What you have to do: Take each line of the data that contains the string "wispy" and copy it.
**** Exercise data
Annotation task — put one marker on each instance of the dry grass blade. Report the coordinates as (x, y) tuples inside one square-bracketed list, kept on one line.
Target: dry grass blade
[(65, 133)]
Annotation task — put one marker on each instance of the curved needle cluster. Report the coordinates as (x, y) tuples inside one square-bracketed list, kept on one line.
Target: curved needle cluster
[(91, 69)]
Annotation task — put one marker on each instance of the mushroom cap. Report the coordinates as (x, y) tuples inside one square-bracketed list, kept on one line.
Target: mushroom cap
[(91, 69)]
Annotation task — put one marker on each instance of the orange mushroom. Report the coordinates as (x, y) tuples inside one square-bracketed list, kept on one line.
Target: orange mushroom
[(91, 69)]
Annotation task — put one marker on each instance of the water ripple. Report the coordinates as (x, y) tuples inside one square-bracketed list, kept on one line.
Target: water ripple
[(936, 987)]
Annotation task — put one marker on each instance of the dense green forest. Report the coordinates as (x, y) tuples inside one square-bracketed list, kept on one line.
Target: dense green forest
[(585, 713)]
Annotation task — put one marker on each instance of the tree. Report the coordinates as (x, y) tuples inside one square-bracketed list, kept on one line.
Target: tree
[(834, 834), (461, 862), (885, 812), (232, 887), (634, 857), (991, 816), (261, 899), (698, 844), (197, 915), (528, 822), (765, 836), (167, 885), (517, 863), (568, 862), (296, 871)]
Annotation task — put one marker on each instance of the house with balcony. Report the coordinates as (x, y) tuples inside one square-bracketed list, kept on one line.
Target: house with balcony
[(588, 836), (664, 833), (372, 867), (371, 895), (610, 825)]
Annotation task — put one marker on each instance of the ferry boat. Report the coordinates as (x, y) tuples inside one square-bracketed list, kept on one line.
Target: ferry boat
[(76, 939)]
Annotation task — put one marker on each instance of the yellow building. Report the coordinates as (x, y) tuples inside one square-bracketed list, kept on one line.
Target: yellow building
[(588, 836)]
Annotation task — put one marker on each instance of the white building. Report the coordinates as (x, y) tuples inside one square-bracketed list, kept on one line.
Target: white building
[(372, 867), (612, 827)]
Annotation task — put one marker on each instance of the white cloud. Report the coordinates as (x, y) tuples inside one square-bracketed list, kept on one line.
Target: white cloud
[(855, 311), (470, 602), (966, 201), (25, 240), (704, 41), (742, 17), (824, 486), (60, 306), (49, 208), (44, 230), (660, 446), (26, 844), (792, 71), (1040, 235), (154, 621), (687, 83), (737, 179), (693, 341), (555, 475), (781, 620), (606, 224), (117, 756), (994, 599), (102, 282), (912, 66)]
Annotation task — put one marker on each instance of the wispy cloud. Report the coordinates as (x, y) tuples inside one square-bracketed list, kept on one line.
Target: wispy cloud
********
Your solution:
Annotation task — put one marker on each instance of the wispy cloud. Report the coordinates as (x, y) tuples inside one square-bracketed list, kept on one line.
Target: wispy cloud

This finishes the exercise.